Set task: Rewrite the rows from the line containing "Could you point to the utility" through the line containing "(1223, 113)", both included, keeping each request unchanged and scaling every coordinate in the answers by 1.95, rounded to the nearest whole number with halves rounded up. Give only those rows.

Dataset entries:

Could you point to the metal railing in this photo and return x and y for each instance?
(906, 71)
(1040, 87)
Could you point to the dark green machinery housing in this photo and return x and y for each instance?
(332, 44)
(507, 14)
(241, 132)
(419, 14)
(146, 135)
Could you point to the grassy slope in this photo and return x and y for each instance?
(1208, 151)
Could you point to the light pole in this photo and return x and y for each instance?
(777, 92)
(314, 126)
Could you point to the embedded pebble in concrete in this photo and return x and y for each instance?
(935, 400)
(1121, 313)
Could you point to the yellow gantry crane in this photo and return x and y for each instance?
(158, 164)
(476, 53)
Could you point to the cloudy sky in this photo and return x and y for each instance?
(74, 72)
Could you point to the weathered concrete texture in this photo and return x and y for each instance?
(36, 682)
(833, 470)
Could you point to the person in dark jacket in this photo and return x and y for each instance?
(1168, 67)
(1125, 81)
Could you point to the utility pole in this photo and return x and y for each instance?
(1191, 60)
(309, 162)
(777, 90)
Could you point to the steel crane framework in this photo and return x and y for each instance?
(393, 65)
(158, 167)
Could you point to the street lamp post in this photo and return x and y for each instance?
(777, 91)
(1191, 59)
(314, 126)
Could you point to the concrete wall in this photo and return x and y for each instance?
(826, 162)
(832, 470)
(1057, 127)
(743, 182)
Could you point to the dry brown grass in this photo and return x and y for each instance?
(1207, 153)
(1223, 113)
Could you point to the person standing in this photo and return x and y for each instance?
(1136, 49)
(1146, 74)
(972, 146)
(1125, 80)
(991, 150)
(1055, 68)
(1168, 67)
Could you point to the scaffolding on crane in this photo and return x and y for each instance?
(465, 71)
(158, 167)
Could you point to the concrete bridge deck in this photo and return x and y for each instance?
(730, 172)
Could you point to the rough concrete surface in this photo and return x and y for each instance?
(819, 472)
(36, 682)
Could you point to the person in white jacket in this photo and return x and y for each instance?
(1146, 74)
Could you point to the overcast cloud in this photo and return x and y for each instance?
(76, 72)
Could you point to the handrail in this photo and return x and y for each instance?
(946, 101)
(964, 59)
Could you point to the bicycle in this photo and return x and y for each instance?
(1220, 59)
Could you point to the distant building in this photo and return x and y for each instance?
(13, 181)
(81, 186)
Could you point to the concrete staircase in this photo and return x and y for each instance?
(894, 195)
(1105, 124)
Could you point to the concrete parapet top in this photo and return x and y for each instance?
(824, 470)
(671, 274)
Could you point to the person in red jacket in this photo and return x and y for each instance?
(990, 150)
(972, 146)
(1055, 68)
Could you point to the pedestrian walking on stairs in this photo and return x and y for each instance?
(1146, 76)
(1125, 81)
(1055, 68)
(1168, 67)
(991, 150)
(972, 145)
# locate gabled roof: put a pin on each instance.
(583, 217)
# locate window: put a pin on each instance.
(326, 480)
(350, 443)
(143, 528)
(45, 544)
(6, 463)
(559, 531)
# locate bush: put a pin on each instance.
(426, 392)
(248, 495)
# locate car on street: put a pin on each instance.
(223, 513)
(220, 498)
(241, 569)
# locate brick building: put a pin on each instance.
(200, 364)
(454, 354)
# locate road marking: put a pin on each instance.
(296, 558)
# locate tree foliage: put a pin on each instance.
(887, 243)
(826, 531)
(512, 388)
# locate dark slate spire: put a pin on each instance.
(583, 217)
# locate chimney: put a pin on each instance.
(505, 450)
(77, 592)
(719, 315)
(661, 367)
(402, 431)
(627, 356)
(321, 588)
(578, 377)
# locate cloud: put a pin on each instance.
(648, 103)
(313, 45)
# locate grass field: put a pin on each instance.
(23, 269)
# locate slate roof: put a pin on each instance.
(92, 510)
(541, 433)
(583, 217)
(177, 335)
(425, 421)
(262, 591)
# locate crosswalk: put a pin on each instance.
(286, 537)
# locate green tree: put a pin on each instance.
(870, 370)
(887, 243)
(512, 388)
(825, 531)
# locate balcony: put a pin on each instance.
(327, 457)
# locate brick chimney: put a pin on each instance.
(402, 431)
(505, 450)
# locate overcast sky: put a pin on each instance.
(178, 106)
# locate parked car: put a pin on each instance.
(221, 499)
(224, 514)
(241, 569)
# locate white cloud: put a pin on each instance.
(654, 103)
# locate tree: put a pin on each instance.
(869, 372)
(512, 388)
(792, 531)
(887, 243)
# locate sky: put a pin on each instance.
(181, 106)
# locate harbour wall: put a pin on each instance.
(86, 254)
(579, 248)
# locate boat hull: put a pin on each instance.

Output of the exercise:
Could you point to the utility pole in this photo and return x and y for each instance?
(2322, 117)
(603, 316)
(1515, 176)
Could you point to the steel crane framework in this photo and return x and y for each instance?
(766, 127)
(308, 326)
Could you point to the street lamp post in this photo and return x and y for each instance?
(1515, 177)
(2322, 115)
(612, 246)
Could you point to the concrete wall in this photo and return x and y for each instance?
(1611, 316)
(1622, 917)
(2061, 248)
(1449, 355)
Could you point to the dry brown grass in this photo and return x and y for each instance?
(2354, 298)
(2385, 220)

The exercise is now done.